Return each line of the listing below that contains the word "street", copied in full.

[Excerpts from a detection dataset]
###
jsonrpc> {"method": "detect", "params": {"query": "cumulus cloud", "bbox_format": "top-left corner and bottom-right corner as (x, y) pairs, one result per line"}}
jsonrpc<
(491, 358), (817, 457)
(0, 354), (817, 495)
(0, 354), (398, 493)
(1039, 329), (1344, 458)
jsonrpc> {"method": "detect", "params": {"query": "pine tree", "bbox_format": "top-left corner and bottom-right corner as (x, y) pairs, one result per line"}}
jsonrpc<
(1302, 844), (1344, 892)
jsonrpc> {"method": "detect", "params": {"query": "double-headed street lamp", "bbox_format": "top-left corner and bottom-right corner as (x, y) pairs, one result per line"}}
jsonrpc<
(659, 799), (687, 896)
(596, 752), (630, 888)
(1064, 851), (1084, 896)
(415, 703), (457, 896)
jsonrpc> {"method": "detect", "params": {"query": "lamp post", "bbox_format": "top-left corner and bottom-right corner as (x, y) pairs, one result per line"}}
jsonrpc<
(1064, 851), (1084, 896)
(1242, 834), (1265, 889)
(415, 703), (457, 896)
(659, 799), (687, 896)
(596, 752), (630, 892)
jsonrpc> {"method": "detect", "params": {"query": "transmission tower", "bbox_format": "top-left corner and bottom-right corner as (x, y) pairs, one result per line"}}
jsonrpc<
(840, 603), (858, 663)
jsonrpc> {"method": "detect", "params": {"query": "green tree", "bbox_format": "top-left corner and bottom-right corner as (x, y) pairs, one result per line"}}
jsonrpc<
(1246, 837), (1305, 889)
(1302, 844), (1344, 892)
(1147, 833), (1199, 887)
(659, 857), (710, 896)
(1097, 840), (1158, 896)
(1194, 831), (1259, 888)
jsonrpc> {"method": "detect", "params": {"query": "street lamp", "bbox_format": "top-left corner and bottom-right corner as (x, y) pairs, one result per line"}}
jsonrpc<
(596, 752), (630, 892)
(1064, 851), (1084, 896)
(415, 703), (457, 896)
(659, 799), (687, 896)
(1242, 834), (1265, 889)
###
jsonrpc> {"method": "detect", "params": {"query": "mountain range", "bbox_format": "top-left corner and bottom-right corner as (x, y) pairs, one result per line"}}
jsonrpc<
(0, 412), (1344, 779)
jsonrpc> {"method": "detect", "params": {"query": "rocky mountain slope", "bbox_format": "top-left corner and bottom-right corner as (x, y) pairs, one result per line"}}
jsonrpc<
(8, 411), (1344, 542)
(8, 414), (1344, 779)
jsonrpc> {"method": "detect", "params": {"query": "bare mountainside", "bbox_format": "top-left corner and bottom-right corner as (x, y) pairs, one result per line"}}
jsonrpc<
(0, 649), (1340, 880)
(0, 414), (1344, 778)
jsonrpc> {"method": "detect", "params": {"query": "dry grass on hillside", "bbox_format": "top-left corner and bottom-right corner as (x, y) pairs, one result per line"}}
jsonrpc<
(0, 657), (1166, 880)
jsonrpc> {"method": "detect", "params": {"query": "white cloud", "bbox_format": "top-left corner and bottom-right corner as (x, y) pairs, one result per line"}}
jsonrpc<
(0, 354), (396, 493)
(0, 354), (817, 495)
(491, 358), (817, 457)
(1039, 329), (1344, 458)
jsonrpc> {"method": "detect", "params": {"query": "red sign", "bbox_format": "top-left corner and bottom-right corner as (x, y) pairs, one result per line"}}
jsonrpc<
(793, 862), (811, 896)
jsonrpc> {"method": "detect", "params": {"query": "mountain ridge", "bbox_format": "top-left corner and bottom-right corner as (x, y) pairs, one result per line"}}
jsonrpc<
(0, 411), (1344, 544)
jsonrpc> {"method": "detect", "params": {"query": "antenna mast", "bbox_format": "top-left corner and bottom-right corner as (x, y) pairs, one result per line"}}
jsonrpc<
###
FINISHED TASK:
jsonrpc> {"method": "detect", "params": {"query": "double-headed street lamp", "bbox_format": "top-left corner and bottom-right corner as (x, y) pairs, one result per line"}}
jsonrpc> {"method": "detect", "params": {"query": "street lamp", "bbox_format": "top-left corner and bottom-right corner as (x, y) pairs, one result per line"}}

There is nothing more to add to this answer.